⟨

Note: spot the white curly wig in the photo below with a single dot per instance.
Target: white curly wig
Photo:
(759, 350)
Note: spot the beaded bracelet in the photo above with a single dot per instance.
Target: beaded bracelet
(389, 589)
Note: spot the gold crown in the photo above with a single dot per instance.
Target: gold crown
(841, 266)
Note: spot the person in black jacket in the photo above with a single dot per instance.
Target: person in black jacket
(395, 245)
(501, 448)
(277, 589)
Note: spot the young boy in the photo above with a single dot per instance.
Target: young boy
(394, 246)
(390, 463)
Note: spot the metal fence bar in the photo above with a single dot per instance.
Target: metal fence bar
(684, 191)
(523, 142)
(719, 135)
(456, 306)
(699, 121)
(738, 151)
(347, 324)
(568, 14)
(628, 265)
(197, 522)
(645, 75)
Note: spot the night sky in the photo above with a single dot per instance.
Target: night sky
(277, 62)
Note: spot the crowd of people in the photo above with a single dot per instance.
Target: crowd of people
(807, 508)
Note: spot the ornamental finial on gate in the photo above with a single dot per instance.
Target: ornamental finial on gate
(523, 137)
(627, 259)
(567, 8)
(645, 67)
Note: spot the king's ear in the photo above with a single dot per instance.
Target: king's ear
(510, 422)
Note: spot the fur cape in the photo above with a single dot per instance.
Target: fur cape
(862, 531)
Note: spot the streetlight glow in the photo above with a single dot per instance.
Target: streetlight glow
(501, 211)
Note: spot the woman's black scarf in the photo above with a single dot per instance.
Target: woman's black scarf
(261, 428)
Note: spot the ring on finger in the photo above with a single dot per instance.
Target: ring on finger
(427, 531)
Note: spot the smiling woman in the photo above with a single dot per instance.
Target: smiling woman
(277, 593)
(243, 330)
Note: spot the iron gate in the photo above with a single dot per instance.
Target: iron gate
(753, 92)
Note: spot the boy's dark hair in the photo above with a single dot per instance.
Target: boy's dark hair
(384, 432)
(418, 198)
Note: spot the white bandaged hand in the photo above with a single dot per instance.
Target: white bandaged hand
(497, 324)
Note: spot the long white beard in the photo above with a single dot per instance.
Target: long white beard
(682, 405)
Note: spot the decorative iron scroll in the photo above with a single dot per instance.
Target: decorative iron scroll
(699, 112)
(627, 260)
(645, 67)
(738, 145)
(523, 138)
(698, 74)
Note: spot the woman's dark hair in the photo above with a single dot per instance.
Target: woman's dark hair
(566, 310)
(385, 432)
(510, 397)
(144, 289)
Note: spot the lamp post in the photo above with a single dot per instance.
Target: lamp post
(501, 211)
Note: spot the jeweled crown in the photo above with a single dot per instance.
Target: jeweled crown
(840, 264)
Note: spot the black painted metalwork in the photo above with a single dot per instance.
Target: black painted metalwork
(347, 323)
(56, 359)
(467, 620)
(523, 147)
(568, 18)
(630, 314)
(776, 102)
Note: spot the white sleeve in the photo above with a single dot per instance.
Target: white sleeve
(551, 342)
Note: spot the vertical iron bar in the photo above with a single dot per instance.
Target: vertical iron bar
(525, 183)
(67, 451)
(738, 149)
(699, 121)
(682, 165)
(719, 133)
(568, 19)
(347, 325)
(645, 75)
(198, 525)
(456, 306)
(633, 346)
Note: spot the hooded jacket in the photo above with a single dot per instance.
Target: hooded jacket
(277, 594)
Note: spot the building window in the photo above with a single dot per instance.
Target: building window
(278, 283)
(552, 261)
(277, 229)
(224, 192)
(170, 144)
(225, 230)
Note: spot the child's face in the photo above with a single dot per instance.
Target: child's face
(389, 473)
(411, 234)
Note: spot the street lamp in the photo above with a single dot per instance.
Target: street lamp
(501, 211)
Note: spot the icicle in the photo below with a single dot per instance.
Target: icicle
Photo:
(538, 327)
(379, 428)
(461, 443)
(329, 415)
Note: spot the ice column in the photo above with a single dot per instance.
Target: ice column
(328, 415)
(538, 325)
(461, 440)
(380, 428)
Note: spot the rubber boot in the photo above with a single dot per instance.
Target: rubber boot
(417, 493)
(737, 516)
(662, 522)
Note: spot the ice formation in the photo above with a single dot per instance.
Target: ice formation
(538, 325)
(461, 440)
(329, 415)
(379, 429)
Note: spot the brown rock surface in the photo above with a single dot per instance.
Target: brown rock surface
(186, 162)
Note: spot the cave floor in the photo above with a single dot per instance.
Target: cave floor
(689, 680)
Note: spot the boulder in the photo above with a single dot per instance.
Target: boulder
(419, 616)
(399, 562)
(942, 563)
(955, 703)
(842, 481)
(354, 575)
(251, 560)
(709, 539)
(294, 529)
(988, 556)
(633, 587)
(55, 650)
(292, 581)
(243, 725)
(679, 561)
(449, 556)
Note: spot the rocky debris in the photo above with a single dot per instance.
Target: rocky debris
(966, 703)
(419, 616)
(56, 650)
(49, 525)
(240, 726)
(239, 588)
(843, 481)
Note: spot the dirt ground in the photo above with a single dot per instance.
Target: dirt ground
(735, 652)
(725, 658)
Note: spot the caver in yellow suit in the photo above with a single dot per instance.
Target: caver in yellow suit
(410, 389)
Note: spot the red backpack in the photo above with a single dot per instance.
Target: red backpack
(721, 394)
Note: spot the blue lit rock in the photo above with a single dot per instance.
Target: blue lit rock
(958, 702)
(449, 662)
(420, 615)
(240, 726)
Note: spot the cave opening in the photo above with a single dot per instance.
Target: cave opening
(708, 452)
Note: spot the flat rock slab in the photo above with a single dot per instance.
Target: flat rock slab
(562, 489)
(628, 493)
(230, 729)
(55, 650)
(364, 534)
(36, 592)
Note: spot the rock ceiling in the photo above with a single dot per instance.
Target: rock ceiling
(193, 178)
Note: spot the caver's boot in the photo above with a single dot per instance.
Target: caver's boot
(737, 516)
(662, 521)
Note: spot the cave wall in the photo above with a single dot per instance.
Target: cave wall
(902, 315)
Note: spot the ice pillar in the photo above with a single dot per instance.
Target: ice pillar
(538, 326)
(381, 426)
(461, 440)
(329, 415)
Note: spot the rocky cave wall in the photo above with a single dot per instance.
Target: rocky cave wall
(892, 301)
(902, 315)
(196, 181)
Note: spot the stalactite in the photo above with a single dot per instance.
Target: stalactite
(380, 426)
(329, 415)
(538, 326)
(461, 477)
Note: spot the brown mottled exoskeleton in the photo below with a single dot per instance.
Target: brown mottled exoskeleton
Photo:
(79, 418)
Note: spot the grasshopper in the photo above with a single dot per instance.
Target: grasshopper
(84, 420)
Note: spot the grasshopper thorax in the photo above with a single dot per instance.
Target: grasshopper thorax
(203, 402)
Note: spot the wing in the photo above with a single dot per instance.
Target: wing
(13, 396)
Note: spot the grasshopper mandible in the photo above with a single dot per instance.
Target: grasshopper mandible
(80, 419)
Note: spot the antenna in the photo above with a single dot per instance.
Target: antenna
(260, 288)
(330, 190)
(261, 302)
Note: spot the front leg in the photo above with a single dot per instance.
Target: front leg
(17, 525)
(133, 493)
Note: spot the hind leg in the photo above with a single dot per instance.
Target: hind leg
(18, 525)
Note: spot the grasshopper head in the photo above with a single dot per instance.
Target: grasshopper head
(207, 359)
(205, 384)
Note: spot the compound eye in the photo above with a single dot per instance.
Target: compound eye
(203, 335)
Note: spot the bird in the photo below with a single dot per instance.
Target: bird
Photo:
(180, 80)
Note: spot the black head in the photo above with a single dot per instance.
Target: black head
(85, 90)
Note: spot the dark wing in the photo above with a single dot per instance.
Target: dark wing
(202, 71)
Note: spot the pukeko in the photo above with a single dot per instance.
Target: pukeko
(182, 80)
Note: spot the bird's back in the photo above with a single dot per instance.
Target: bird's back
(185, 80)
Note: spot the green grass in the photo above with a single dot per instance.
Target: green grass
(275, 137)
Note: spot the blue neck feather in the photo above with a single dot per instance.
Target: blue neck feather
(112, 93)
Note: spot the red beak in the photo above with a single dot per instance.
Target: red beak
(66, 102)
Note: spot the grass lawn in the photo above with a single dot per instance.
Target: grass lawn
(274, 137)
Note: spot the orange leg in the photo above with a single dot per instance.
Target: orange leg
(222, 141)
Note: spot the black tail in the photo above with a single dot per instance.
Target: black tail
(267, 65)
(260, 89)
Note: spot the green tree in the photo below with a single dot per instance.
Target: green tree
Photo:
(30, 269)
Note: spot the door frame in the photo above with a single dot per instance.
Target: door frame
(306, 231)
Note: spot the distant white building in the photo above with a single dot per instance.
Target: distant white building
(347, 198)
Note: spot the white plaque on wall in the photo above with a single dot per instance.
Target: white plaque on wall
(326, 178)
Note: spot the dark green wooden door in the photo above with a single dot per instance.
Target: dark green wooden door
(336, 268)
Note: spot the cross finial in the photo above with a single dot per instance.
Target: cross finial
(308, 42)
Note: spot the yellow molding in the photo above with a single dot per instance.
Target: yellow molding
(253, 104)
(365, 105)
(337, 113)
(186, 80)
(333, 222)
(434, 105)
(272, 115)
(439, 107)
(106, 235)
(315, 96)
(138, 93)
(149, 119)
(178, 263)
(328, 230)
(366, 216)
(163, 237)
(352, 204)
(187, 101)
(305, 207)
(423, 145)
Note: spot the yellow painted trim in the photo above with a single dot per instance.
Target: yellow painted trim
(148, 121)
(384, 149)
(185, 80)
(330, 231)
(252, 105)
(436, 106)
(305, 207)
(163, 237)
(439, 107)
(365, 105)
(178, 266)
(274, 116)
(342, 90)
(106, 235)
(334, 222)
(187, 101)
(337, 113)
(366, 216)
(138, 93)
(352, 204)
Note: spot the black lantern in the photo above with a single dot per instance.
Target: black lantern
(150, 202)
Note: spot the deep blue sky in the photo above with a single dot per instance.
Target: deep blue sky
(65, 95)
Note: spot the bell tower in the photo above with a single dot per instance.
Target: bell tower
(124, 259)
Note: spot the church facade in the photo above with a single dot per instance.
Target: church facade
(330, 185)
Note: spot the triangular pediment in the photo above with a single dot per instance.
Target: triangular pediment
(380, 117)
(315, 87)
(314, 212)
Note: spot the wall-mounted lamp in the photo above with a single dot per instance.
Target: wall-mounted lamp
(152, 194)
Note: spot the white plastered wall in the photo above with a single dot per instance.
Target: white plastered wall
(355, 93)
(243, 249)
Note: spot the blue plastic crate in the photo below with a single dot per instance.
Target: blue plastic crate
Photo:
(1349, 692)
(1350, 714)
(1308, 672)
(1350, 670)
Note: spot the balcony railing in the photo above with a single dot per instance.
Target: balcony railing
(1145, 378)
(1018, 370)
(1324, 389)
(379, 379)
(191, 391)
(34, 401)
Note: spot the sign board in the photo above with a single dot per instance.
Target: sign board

⟩

◆ **Given exercise**: Repeat exactly, and only, the lines from the line with "Note: spot the wall-mounted" through the end of the listing above, both ends included.

◆ **Task response**:
Note: spot the wall-mounted lamp in the photo above with a single dot per instance.
Target: wall-mounted lamp
(152, 194)
Note: spot the white plastered wall in the photo above with a single dot per instance.
Target: white plastered wall
(355, 93)
(243, 249)
Note: spot the blue plastic crate in the photo below with a single dot per instance.
Target: blue plastic crate
Photo:
(1349, 692)
(1350, 714)
(1308, 672)
(1350, 670)
Note: spot the balcony railing in the photo above with a single dot per instance.
Target: balcony railing
(1145, 378)
(1018, 370)
(1324, 389)
(379, 379)
(191, 391)
(34, 401)
Note: spot the sign board in the photo above with a single dot per instance.
Target: sign board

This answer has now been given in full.